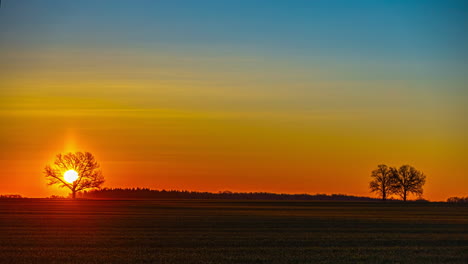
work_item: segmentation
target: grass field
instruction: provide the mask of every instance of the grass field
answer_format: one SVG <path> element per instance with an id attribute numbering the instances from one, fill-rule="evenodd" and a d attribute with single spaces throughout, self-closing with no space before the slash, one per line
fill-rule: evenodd
<path id="1" fill-rule="evenodd" d="M 468 263 L 468 208 L 0 200 L 0 263 Z"/>

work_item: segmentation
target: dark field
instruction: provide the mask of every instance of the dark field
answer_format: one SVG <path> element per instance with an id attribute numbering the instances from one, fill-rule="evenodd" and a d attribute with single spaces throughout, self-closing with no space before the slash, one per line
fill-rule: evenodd
<path id="1" fill-rule="evenodd" d="M 0 263 L 468 263 L 468 208 L 0 200 Z"/>

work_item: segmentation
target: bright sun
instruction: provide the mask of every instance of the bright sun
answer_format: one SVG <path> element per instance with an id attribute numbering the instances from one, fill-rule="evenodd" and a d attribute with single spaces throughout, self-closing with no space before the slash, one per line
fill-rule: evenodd
<path id="1" fill-rule="evenodd" d="M 76 179 L 78 179 L 78 172 L 76 172 L 75 170 L 68 170 L 63 174 L 63 178 L 65 179 L 65 181 L 72 183 L 76 181 Z"/>

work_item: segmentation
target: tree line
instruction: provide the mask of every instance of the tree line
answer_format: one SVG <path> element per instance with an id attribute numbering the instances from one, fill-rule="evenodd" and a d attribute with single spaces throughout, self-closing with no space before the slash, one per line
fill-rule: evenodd
<path id="1" fill-rule="evenodd" d="M 369 188 L 383 201 L 391 195 L 397 195 L 403 201 L 406 201 L 410 194 L 421 198 L 426 183 L 426 175 L 410 165 L 396 168 L 380 164 L 372 171 L 371 177 Z"/>
<path id="2" fill-rule="evenodd" d="M 344 194 L 284 194 L 268 192 L 197 192 L 153 190 L 149 188 L 103 188 L 84 191 L 77 198 L 87 199 L 223 199 L 223 200 L 283 200 L 283 201 L 376 201 L 375 198 Z"/>
<path id="3" fill-rule="evenodd" d="M 467 197 L 450 197 L 447 199 L 447 203 L 468 204 L 468 196 Z"/>

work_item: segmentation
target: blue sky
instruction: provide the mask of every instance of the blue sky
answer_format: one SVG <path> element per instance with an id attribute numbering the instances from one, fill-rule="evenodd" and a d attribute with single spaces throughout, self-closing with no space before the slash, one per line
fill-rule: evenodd
<path id="1" fill-rule="evenodd" d="M 464 1 L 4 1 L 2 31 L 31 45 L 213 45 L 454 60 L 466 56 L 467 12 Z"/>

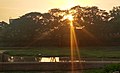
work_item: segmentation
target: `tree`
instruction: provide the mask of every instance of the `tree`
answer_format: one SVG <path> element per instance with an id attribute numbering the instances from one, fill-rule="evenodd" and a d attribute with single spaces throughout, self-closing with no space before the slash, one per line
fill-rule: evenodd
<path id="1" fill-rule="evenodd" d="M 111 39 L 120 37 L 120 7 L 114 7 L 109 13 L 96 6 L 75 6 L 69 10 L 51 9 L 48 13 L 30 12 L 17 19 L 12 19 L 10 24 L 0 31 L 0 40 L 13 43 L 30 45 L 68 45 L 70 41 L 70 21 L 65 16 L 74 17 L 74 27 L 79 41 L 88 43 L 91 35 L 95 39 Z M 90 34 L 90 35 L 89 35 Z M 83 40 L 84 39 L 84 40 Z M 56 41 L 57 40 L 57 41 Z M 32 43 L 31 43 L 32 42 Z M 50 44 L 48 44 L 48 42 Z M 63 43 L 63 44 L 61 44 Z"/>

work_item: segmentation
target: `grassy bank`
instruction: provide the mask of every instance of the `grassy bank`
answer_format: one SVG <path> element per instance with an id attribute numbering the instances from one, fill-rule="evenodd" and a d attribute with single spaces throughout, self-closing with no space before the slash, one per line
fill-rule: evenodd
<path id="1" fill-rule="evenodd" d="M 70 48 L 22 48 L 6 49 L 4 52 L 13 56 L 70 56 Z M 120 47 L 82 47 L 79 48 L 81 57 L 120 58 Z"/>

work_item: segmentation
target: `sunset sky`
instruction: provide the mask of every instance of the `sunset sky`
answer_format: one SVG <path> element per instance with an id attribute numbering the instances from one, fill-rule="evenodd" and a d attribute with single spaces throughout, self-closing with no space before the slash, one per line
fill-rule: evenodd
<path id="1" fill-rule="evenodd" d="M 73 6 L 98 6 L 111 10 L 120 0 L 0 0 L 0 21 L 9 21 L 29 12 L 45 13 L 52 8 L 69 9 Z"/>

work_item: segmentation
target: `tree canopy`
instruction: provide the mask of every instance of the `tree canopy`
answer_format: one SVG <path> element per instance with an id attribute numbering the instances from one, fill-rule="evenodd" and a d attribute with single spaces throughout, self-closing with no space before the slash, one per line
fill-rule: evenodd
<path id="1" fill-rule="evenodd" d="M 69 14 L 74 17 L 79 45 L 120 43 L 120 6 L 107 12 L 96 6 L 78 5 L 69 10 L 54 8 L 47 13 L 30 12 L 10 19 L 9 25 L 1 26 L 5 28 L 0 30 L 0 46 L 69 46 L 70 21 L 64 19 Z"/>

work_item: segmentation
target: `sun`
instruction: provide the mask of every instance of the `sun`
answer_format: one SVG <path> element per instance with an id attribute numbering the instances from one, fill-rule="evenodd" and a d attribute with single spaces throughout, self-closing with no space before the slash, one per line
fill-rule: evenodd
<path id="1" fill-rule="evenodd" d="M 73 18 L 72 15 L 68 15 L 68 19 L 69 19 L 70 21 L 73 21 L 73 20 L 74 20 L 74 18 Z"/>
<path id="2" fill-rule="evenodd" d="M 73 17 L 71 14 L 69 14 L 69 15 L 65 15 L 65 16 L 63 17 L 63 19 L 68 19 L 68 20 L 70 20 L 70 21 L 73 21 L 73 20 L 74 20 L 74 17 Z"/>
<path id="3" fill-rule="evenodd" d="M 70 26 L 73 27 L 74 16 L 72 14 L 65 15 L 62 20 L 68 19 L 70 21 Z"/>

----------

# EXERCISE REQUIREMENTS
Through the line containing "instruction: provide the mask of every instance of the bright" and no further, restate the data above word for word from its first line, leaving out pictures.

# EXERCISE ANSWER
work_item: segmentation
target: grass field
instruction: provide the mask of every instance of the grass field
answer_format: one SVG <path> element per instance with an id attribute numbering the instances from one, fill-rule="evenodd" and a d attribute with single spaces throughout, self-closing with no space before the slash, one per line
fill-rule: evenodd
<path id="1" fill-rule="evenodd" d="M 468 263 L 468 208 L 0 200 L 0 263 Z"/>

work_item: segmentation
target: dark field
instruction: provide the mask of every instance of the dark field
answer_format: one SVG <path> element per instance with an id attribute numbering the instances from one, fill-rule="evenodd" and a d attribute with single spaces throughout, self-closing with no space before the slash, one per line
fill-rule: evenodd
<path id="1" fill-rule="evenodd" d="M 0 263 L 468 263 L 468 208 L 0 200 Z"/>

work_item: segmentation
target: bright sun
instruction: provide the mask of every instance of the bright sun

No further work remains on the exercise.